*** SELECTED PASSAGE ***

EXHIBIT 14

                              ROWAN COMPANIES, INC.
                                 CODE OF ETHICS
                  FOR SENIOR FINANCIAL OFFICERS OF THE COMPANY

           Under the Securities and Exchange Commission rules, this Code of
Ethics (the "Code") applies to the Chief Executive Officer, Chief Financial
Officer and Chief Accounting Officer of the Company (the "Officers").

           THE CODE IS SUBJECT TO ALL APPLICABLE LAW. Nothing in this Code is
intended to require any action contrary to law. In the event that the Code
conflicts with any law, you must comply with the law. Nothing in the Code is
intended or will be considered (1) to amend the Certificate of Incorporation or
Bylaws of the Company, (2) to change the legal duties imposed upon Officers
under state, federal and other applicable statutes, rules and regulations, (3)
to expand the liabilities of Officers beyond applicable law, or (4) to affect
any rights available to Officers under state and other applicable law or the
Company's Certificate of Incorporation or Bylaws. Officers shall also be
entitled to the benefits of indemnification to the fullest extent permitted by
law, the Company's Certificate of Incorporation and Bylaws, and to exculpation
as provided by state law and the Company's Certificate of Incorporation.

           THE CODE MAY BE AMENDED, MODIFIED OR WAIVED FROM TIME TO TIME. This
Code may be amended, modified or waived by the Board of Directors. Waivers may
also be granted by a committee of the Board of Directors that consists of
directors who are independent under the rules of the New York Stock Exchange.
Any amendments, modifications or waivers of the Code will be promptly disclosed
in accordance with applicable securities laws and the applicable rules of the
New York Stock Exchange. This disclosure requirement also applies to any de
facto waiver where an Officer violates the Code but is not subjected to any
internal sanctions.

*** SOURCE MATERIAL ***

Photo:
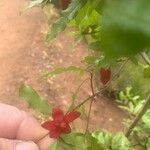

***

**REQUIRED TASKS**
(1) Copy the part of the code of ethics starting with "Any amendments, modifications" and going on through "internal sanctions.".
(2) According to the code of ethics, which officers of the company does it apply to?
(3) Go on with the code of ethics from where it stops.

**WRITTEN ANSWERS**
(1)
Any amendments, modifications or waivers of the Code will be promptly disclosed
in accordance with applicable securities laws and the applicable rules of the
New York Stock Exchange. This disclosure requirement also applies to any de
facto waiver where an Officer violates the Code but is not subjected to any
internal sanctions.

(2) It applies to the Chief Executive Officer, Chief Financial Officer and Chief Accounting Officer.

(3)
           YOU SHOULD CONSULT THE GENERAL COUNSEL IF YOU HAVE ANY QUESTIONS
ABOUT THE CODE OR ETHICAL CONDUCT UNDER THE CODE.

           The Company has existing policies and procedures that apply to all
employees, including the Officers. The Code has been adopted by the Board of
Directors in order to comply with the Sarbanes-Oxley Act of 2002, and is
intended to supplement, but not replace, the other policies and procedures of
the Company.

HONEST AND ETHICAL CONDUCT

           Each Officer must demonstrate honest and ethical conduct in
fulfilling his or her duties, including the ethical handling of actual or
apparent conflicts of interest between personal and professional relationships.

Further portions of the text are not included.